- Problem requirements: Update the records below by changing "pixel coordinates" to "image coordinates" everywhere it appears, with nothing else altered. Write out all the records again, leaving out the pictures.

- Data in this exercise:
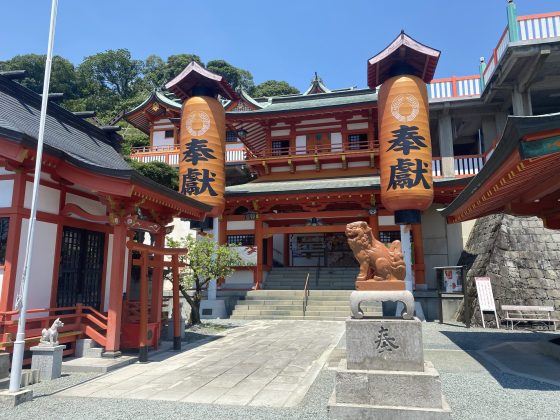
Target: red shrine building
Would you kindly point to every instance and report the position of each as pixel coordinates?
(300, 167)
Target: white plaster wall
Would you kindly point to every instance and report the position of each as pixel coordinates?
(108, 272)
(434, 233)
(240, 224)
(6, 192)
(386, 220)
(42, 264)
(279, 133)
(358, 126)
(240, 279)
(49, 198)
(159, 139)
(91, 206)
(336, 142)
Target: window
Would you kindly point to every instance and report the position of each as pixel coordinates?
(388, 236)
(243, 240)
(280, 147)
(81, 268)
(231, 136)
(357, 141)
(4, 224)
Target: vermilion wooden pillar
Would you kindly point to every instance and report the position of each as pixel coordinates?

- Response to this task:
Target: red shrine building
Would you kindly point to every instance and report the position of each as image coordinates?
(300, 167)
Target: white plaster wall
Would you kindly point to every instance and report the position of each as image coordinates?
(108, 272)
(434, 233)
(240, 224)
(6, 192)
(386, 220)
(42, 264)
(279, 133)
(358, 126)
(240, 279)
(49, 198)
(159, 139)
(91, 206)
(336, 142)
Target: window
Would you kindly point to every instance and report the position of each as image coordinates?
(388, 236)
(243, 240)
(280, 147)
(81, 268)
(231, 136)
(357, 141)
(4, 224)
Target: vermilion wooden pillar
Would you kindly point to every instance and report the position of each as image coordinates?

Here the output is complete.